> [How to complete this task]
The expected answer holds every line from the first line of the data below through the line containing "else: point(380, 180).", exactly as written, and no other line.

(Stored records)
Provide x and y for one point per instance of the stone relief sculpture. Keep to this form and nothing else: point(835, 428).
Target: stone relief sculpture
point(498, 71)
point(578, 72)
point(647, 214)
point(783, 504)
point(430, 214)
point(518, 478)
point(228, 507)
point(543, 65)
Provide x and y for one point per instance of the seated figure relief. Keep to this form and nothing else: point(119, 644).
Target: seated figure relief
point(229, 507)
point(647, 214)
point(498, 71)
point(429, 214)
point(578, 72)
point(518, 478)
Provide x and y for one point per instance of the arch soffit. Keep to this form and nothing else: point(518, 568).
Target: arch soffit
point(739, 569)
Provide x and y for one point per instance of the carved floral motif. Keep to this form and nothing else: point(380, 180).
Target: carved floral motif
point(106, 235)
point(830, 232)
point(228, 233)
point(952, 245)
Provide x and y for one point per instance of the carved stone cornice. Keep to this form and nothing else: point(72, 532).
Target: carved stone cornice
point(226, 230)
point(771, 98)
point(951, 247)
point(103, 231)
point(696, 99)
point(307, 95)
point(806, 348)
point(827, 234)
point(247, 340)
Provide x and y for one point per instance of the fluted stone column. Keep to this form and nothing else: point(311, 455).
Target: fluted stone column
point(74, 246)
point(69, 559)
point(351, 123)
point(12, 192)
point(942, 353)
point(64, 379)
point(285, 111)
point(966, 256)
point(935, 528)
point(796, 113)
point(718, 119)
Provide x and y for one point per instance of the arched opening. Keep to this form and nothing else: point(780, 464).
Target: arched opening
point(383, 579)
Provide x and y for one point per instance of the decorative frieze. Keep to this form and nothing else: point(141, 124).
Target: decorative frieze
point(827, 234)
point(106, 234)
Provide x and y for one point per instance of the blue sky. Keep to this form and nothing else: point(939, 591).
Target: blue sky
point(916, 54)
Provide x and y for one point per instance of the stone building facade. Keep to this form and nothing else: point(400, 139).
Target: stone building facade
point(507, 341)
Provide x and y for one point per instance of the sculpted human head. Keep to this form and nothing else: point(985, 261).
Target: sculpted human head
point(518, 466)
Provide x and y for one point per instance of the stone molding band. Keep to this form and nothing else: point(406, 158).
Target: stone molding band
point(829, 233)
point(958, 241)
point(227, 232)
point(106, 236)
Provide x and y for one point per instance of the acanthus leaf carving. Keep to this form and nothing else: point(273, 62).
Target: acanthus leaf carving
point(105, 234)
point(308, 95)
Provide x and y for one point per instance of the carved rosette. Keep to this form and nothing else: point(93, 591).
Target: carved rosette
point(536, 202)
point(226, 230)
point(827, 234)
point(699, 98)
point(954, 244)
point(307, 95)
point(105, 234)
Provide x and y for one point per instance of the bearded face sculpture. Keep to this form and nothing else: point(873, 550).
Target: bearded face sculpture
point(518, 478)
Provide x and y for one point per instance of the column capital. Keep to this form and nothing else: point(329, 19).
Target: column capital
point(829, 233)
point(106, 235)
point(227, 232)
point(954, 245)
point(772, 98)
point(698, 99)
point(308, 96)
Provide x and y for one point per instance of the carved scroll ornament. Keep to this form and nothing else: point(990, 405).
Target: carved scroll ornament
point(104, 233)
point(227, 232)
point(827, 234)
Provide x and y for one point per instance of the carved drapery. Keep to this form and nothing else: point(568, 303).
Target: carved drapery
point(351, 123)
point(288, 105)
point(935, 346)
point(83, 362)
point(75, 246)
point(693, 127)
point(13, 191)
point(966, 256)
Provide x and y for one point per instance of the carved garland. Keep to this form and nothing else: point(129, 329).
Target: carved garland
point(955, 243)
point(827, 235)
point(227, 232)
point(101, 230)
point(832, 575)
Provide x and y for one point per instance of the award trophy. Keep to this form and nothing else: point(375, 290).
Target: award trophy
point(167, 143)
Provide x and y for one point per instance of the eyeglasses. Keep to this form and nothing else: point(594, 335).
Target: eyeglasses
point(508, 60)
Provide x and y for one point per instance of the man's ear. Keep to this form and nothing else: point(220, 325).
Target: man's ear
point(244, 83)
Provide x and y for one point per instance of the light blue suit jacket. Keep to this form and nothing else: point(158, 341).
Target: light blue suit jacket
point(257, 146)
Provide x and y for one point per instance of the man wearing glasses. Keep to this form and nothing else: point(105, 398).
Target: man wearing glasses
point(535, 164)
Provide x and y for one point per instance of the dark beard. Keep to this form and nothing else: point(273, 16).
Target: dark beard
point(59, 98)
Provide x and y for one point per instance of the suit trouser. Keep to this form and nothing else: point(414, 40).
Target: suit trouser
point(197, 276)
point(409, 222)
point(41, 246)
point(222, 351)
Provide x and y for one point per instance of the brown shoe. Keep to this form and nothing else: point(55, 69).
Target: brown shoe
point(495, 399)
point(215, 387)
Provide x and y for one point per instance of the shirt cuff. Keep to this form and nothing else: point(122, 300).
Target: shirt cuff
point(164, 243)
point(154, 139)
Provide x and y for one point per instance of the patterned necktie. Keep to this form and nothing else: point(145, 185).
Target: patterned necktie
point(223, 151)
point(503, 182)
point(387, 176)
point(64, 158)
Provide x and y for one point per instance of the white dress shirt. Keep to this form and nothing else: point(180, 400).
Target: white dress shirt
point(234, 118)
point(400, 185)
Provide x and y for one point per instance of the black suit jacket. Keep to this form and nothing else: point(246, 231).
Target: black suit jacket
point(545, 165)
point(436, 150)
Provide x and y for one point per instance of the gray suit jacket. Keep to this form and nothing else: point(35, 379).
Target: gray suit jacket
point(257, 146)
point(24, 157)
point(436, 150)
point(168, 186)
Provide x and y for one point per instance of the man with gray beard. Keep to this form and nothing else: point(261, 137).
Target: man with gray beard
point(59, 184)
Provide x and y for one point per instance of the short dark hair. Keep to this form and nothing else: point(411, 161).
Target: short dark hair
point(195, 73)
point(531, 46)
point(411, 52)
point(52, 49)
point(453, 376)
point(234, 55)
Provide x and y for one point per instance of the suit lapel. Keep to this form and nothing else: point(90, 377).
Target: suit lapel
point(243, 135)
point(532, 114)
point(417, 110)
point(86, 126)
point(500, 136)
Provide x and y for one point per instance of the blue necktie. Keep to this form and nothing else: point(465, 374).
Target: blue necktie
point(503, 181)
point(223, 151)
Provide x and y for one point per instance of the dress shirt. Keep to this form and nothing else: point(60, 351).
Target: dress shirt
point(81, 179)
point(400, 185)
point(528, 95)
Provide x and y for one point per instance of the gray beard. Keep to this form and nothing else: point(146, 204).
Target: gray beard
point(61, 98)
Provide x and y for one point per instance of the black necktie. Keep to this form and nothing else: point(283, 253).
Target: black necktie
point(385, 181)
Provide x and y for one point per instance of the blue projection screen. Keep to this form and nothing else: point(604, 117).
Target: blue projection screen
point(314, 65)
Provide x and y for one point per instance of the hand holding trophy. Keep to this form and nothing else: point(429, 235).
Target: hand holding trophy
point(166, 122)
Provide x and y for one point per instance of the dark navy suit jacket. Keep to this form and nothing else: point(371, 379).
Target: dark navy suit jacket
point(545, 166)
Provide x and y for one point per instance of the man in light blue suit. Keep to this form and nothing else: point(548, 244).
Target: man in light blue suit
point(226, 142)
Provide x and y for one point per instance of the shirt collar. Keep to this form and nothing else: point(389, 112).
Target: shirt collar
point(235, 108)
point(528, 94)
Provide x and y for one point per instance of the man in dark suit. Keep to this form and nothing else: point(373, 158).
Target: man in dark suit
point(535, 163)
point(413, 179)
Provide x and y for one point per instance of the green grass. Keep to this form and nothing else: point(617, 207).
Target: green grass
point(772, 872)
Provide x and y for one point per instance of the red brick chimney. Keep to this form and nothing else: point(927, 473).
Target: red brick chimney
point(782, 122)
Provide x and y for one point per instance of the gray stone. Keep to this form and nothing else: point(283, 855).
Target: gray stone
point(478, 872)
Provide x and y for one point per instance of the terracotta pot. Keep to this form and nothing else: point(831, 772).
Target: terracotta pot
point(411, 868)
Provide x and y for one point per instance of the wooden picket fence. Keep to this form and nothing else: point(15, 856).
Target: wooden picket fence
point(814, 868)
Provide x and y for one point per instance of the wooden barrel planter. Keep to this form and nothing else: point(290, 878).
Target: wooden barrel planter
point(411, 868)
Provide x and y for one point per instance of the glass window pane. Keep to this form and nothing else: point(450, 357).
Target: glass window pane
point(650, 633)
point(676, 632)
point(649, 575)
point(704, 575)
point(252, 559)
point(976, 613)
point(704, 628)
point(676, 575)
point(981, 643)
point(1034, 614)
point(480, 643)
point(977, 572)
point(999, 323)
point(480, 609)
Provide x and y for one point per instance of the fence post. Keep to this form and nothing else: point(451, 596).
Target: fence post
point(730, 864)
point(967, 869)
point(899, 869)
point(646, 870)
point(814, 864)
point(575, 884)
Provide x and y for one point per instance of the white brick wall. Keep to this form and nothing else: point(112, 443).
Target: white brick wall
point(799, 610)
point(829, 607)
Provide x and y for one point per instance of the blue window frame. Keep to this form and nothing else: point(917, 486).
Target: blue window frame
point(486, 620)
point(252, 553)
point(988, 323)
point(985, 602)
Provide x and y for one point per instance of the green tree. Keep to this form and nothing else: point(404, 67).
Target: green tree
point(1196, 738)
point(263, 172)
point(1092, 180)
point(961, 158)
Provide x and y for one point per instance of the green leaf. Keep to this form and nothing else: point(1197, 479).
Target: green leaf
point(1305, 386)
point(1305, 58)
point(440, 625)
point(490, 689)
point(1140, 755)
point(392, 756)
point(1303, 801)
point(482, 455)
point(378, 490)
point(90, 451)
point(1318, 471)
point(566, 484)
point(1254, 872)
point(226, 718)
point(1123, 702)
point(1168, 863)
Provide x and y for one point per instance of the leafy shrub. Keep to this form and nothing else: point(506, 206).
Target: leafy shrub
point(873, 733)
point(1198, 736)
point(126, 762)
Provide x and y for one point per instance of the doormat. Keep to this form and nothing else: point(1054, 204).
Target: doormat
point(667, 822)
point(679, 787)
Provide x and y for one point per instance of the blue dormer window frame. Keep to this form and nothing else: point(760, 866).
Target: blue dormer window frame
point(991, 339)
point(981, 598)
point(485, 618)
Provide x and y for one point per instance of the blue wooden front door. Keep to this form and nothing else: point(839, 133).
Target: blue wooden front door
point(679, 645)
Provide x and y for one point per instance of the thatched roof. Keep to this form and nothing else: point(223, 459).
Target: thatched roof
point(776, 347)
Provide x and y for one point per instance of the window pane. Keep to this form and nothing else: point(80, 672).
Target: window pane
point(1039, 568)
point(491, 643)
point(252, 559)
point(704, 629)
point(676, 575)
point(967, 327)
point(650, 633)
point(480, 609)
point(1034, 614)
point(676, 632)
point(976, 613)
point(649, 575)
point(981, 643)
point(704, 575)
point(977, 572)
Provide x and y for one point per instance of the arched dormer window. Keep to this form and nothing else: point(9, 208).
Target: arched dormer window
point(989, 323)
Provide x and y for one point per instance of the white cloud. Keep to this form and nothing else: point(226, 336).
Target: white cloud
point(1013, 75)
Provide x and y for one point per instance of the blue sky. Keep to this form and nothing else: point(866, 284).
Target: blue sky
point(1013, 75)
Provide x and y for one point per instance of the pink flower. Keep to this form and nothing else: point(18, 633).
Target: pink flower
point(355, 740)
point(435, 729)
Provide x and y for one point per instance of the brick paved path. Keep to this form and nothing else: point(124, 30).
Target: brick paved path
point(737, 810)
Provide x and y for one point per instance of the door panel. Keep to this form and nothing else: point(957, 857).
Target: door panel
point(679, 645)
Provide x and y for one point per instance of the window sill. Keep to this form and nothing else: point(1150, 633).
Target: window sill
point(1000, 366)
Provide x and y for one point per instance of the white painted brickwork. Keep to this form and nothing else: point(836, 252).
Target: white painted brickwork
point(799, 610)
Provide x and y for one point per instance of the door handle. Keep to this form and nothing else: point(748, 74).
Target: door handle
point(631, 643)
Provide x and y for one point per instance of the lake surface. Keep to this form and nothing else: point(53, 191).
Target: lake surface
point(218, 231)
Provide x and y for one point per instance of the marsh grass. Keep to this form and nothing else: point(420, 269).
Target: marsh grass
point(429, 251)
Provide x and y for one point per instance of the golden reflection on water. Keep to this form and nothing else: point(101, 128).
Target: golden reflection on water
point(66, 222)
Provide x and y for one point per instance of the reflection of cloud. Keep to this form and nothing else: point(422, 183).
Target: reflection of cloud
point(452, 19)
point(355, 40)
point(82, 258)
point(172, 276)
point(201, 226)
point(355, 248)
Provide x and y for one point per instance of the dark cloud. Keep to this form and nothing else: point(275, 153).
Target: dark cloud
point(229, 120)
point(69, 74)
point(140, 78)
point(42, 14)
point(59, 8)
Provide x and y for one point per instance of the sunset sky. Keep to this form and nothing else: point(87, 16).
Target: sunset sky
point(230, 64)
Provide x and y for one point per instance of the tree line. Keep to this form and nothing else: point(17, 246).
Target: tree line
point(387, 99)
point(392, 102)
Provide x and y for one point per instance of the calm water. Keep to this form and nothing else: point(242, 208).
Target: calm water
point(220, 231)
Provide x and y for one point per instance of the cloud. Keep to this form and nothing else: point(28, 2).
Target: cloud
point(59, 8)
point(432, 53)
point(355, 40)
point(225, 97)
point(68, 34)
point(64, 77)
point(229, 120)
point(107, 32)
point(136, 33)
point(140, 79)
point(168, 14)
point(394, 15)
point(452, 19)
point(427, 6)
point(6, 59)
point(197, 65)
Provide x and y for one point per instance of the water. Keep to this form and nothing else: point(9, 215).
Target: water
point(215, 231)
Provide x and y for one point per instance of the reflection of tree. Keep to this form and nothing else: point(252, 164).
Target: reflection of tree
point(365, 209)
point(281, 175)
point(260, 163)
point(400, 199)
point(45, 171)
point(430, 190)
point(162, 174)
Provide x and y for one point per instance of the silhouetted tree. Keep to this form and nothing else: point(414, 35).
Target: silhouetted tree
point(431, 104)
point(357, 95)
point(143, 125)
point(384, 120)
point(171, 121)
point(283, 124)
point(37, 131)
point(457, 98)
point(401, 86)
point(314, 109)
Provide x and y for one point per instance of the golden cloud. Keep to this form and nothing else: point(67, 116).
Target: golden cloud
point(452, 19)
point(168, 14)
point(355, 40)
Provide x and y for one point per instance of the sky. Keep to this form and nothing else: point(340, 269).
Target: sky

> [Reply to the task]
Provide x and y for one point per instance of the stone relief sculpture. Keep to this form and nothing else: point(835, 428).
Target: stone relief sculpture
point(498, 71)
point(578, 72)
point(647, 214)
point(783, 504)
point(430, 214)
point(518, 478)
point(228, 507)
point(543, 65)
Provide x and y for one point per instance of the seated figure relief. Keep to this form and nothing else: point(119, 644).
Target: seated figure relief
point(229, 507)
point(647, 214)
point(498, 71)
point(429, 214)
point(578, 72)
point(518, 478)
Provide x and y for one point per instance of the arch soffit. Keep to this form and nothing else: point(518, 568).
Target: arch soffit
point(739, 569)
Provide x and y for one point per instance of the carved floral motif. Keep to this form and nothing else: point(380, 180).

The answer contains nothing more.